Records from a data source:
▬▬▬
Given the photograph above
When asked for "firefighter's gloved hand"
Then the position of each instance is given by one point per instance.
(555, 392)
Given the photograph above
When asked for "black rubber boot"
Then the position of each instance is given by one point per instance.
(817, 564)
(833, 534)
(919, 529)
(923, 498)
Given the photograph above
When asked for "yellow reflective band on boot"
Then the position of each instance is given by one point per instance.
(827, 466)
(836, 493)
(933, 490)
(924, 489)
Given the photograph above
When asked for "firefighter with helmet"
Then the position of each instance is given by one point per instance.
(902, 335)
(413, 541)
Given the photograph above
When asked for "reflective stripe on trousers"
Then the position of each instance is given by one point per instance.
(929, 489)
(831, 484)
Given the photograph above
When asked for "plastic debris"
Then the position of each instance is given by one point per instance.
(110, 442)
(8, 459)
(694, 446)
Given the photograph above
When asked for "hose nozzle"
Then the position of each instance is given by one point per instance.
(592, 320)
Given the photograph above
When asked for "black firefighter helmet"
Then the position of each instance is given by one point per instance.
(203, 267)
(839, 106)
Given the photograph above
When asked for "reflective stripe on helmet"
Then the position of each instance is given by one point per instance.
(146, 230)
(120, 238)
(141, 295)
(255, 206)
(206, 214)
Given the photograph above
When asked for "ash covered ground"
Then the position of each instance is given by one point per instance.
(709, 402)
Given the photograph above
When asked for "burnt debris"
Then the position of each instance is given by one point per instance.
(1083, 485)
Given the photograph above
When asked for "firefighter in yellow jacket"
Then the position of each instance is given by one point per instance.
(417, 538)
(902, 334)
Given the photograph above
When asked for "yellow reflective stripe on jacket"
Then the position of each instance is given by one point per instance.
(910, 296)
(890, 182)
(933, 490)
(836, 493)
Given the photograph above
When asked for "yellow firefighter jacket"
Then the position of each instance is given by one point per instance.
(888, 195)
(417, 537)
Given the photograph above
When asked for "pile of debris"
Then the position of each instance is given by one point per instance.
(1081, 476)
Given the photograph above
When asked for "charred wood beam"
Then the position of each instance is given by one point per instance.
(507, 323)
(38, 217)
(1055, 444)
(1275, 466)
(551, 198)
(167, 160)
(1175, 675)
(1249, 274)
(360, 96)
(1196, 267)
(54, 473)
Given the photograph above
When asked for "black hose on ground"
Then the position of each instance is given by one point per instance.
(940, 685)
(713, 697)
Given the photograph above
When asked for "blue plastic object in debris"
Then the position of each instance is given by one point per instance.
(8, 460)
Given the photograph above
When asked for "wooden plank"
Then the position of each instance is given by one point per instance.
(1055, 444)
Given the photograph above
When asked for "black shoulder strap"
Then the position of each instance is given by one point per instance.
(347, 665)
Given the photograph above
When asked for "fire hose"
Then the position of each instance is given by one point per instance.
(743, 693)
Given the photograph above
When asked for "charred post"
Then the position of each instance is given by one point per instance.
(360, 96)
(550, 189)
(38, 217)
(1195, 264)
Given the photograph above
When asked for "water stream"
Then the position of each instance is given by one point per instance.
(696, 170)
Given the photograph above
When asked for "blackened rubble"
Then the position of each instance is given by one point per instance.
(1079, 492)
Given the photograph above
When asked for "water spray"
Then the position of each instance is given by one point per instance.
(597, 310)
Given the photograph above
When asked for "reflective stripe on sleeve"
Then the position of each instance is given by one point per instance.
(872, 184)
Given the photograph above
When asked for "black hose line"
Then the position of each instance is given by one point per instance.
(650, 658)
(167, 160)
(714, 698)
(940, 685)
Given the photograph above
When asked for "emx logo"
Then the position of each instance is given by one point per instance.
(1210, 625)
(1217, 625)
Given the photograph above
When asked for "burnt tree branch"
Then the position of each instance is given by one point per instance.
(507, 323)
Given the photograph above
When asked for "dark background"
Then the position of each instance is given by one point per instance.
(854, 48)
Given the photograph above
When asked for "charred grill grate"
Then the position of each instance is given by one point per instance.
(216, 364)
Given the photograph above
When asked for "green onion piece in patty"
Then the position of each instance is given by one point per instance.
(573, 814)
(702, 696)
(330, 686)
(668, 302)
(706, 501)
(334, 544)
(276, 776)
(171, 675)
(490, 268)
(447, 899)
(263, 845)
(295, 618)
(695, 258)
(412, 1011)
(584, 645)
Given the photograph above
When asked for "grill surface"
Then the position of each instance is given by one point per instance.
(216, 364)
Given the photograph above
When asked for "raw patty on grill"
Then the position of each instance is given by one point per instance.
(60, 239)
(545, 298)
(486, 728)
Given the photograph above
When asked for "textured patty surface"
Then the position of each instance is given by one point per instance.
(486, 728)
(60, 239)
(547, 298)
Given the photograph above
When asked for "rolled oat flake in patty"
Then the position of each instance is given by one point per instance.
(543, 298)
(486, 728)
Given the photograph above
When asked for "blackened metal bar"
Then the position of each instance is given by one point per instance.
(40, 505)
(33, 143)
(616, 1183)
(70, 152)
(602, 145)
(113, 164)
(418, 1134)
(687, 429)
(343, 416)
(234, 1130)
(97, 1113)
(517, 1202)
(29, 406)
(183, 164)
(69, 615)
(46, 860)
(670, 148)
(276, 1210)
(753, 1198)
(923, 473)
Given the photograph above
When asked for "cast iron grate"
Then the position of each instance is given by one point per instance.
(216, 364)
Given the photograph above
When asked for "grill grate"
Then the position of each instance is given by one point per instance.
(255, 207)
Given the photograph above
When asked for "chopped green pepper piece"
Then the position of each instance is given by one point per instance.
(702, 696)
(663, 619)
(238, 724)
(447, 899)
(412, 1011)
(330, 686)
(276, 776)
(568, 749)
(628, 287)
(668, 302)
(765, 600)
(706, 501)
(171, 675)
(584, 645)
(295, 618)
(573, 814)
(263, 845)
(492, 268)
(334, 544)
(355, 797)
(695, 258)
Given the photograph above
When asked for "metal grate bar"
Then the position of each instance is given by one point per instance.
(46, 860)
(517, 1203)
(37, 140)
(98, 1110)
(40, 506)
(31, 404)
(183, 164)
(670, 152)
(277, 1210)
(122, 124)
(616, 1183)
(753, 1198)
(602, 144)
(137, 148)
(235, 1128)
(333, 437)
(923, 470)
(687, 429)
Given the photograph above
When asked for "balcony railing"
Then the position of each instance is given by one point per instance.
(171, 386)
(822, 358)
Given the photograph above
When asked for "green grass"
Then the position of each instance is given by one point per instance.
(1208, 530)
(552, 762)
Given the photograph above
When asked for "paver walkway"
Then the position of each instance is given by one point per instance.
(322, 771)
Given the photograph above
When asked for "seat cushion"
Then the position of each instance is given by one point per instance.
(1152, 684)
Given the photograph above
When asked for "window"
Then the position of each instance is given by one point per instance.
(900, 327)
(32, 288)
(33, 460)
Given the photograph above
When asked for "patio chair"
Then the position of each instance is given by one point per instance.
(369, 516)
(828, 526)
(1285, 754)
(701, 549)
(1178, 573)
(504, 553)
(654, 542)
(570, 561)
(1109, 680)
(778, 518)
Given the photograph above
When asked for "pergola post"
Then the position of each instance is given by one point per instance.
▬▬▬
## What you will do
An accurate, complete transcription of the records above is needed.

## Response to the task
Given the photograph above
When asked for "firefighter's gloved hand"
Then the position of each instance is given by one point per instance.
(555, 392)
Given the photograph above
When asked for "black rubber boot"
Then the position of each instance is given by one point per instance.
(817, 564)
(833, 534)
(919, 529)
(923, 498)
Given the photograph above
When asked for "yellow reflective band on boot"
Then the position of each instance is given by one point per instance.
(827, 466)
(836, 493)
(933, 490)
(924, 489)
Given the photograph above
When asked for "firefighter with helmet"
Then the position of each instance is given by one point per instance.
(902, 335)
(413, 541)
Given the photograph above
When asked for "reflective stripe on trousers"
Then the position of each instance is given by one point per instance.
(929, 489)
(831, 484)
Given the photograph above
When asked for "plastic debris"
Then the position of each instance is given by one point per instance.
(110, 442)
(8, 459)
(694, 446)
Given the photograph above
When asked for "hose nozzle"
Then the position of each instance is given by one point per instance.
(592, 320)
Given the photograph above
When asked for "black firefighter helmet"
Then the position of each instance is given by one point per instance.
(203, 267)
(839, 106)
Given the photograph above
When asked for "reflective stripe on helmet"
Then the position of each instance is given by one point per instance.
(146, 230)
(120, 238)
(141, 295)
(255, 206)
(206, 214)
Given the photograph above
When asked for "ash covered ground"
Then the position of each instance is given by one point per instance.
(709, 402)
Given the photograph above
When asked for "burnt debris"
Then the position of each instance is given by one point per instance.
(1083, 485)
Given the photograph above
When asked for "firefighter in yellow jacket"
Then the position of each instance is given by one point per instance.
(417, 538)
(902, 334)
Given the photograph above
When asked for "yellow reflective stripe on jacket"
Then the position of each instance is given by one point per instance.
(910, 296)
(890, 182)
(933, 490)
(836, 493)
Given the photograph above
When asked for "yellow firefighter jacket"
Then the position of each instance is given by one point per instance.
(888, 195)
(417, 537)
Given the photograph above
When asked for "pile of debris"
Then the position of each instance is given by one point per instance.
(1081, 476)
Given the photograph above
When asked for "charred wood beam"
Then the position of each instance is given by one point per instance.
(507, 323)
(38, 217)
(1055, 444)
(1275, 466)
(551, 198)
(167, 160)
(1175, 675)
(1249, 274)
(360, 96)
(1196, 267)
(54, 473)
Given the photograph above
When asked for "black hose on ground"
Then the position of each instance is given by one point per instance.
(940, 685)
(713, 697)
Given the photograph above
When asked for "blue plastic object in debris"
Then the position of each instance is given by one point per instance.
(8, 460)
Given the photograph above
When asked for "wooden plank"
Then the position of each instance is given by one point per instance.
(1055, 444)
Given the photograph above
When asked for "black shoulder strap"
Then the position of each instance is given by one point per instance.
(347, 665)
Given the photograph above
When asked for "fire hose"
Then the position of each instance is given by one point per instance.
(743, 693)
Given the photograph above
When asked for "charred post"
Then the position of each instance is given by one point per instance.
(360, 96)
(550, 189)
(38, 217)
(1195, 264)
Given the photograph above
When asked for "water stream"
Then the position of each instance is given by one point per instance.
(696, 170)
Given the photograph above
When asked for "blackened rubble"
Then the position of each instance is given by one point per instance.
(1079, 492)
Given the photograph above
When asked for "water spray"
Then the position of each instance is given by one point per instance.
(597, 310)
Given the photograph above
When asked for "reflective stripe on sleeve"
Then the position of each instance is given by one point per instance.
(872, 184)
Given the photograph above
When asked for "black hose line"
Then the position of each instance is given by one point per instance.
(650, 658)
(167, 160)
(714, 698)
(940, 685)
Given the photograph above
When asked for "emx logo"
Then the position of each instance is given by one point per instance.
(1210, 625)
(1217, 625)
Given the photograph above
When asked for "burnt tree branch"
Then the position of each instance is given by one point per instance.
(507, 323)
Given the photograph above
When asked for "dark background"
Then the position of each instance is given by one point per instance.
(854, 48)
Given the photograph above
When asked for "charred grill grate"
Then the position of each instance is given by one point per instance.
(216, 364)
Given the photograph above
When asked for "green onion piece in patty"
Then the position of each instance is given by one point per instance.
(573, 814)
(702, 696)
(330, 686)
(668, 302)
(706, 501)
(334, 544)
(276, 776)
(171, 675)
(490, 268)
(447, 899)
(263, 845)
(295, 618)
(695, 258)
(412, 1011)
(584, 645)
Given the photograph above
When asked for "grill surface"
Then the position of each instance is given by one point per instance.
(216, 364)
Given the photograph above
When asked for "raw patty on grill"
Then the position of each instance is given by one point per instance.
(60, 239)
(545, 298)
(486, 728)
Given the photograph above
When asked for "textured patty surface"
Then the position of each instance is given by one point per instance.
(486, 728)
(60, 239)
(547, 298)
Given the photograph above
When asked for "rolled oat flake in patty"
Then the position of each instance is given by one point per instance.
(543, 298)
(486, 728)
Given the photograph above
When asked for "blackened metal bar"
Then the position of each instance is given by one point per instance.
(40, 505)
(33, 143)
(616, 1183)
(70, 152)
(602, 145)
(113, 164)
(418, 1134)
(687, 429)
(343, 416)
(234, 1130)
(97, 1113)
(517, 1202)
(29, 406)
(183, 164)
(69, 615)
(46, 860)
(670, 148)
(276, 1210)
(753, 1198)
(923, 473)
Given the photograph above
When asked for "cast iron grate"
Then the position of each instance is given by one point per instance.
(216, 364)
Given the photograph above
When asked for "grill grate"
Then the position of each instance is given by one point per instance.
(255, 207)
Given the photograph above
When asked for "chopped green pepper piece"
Then the position of each instance is given by one point per instance.
(702, 696)
(663, 619)
(238, 724)
(447, 899)
(412, 1011)
(330, 686)
(276, 776)
(568, 749)
(628, 287)
(668, 302)
(765, 600)
(706, 501)
(171, 675)
(584, 645)
(295, 618)
(573, 814)
(263, 845)
(492, 268)
(334, 544)
(355, 797)
(695, 258)
Given the photograph above
When asked for "metal grate bar"
Then the position of each instance is given by one point per instance.
(46, 860)
(517, 1203)
(37, 140)
(98, 1110)
(40, 506)
(31, 404)
(183, 164)
(670, 152)
(277, 1210)
(122, 124)
(616, 1183)
(753, 1198)
(602, 144)
(137, 148)
(235, 1128)
(333, 437)
(923, 470)
(687, 429)
Given the photograph above
When asked for "balcony railing"
Then the position of each instance is given by one point per instance.
(171, 386)
(822, 358)
Given the photograph above
When asked for "green grass"
Then the position of each instance is given by one point per instance.
(1208, 530)
(552, 762)
Given the photograph above
When asked for "paver walkway"
Then the position of each instance is given by one point per instance.
(322, 771)
Given the photograph above
When asked for "seat cushion"
Then the position of each instance is given by one point per instance.
(1152, 684)
Given the photograph above
When asked for "window"
Then the position of each instance is given by one point per instance.
(900, 327)
(32, 288)
(33, 460)
Given the photograph above
When asked for "patio chair"
Then the position of each instance is given by one point per instance.
(369, 516)
(828, 526)
(1285, 754)
(701, 549)
(1178, 573)
(504, 553)
(654, 542)
(570, 561)
(1109, 680)
(778, 518)
Given the photograph above
When asked for "pergola post"
Then the position of each instance is given by one point per instance.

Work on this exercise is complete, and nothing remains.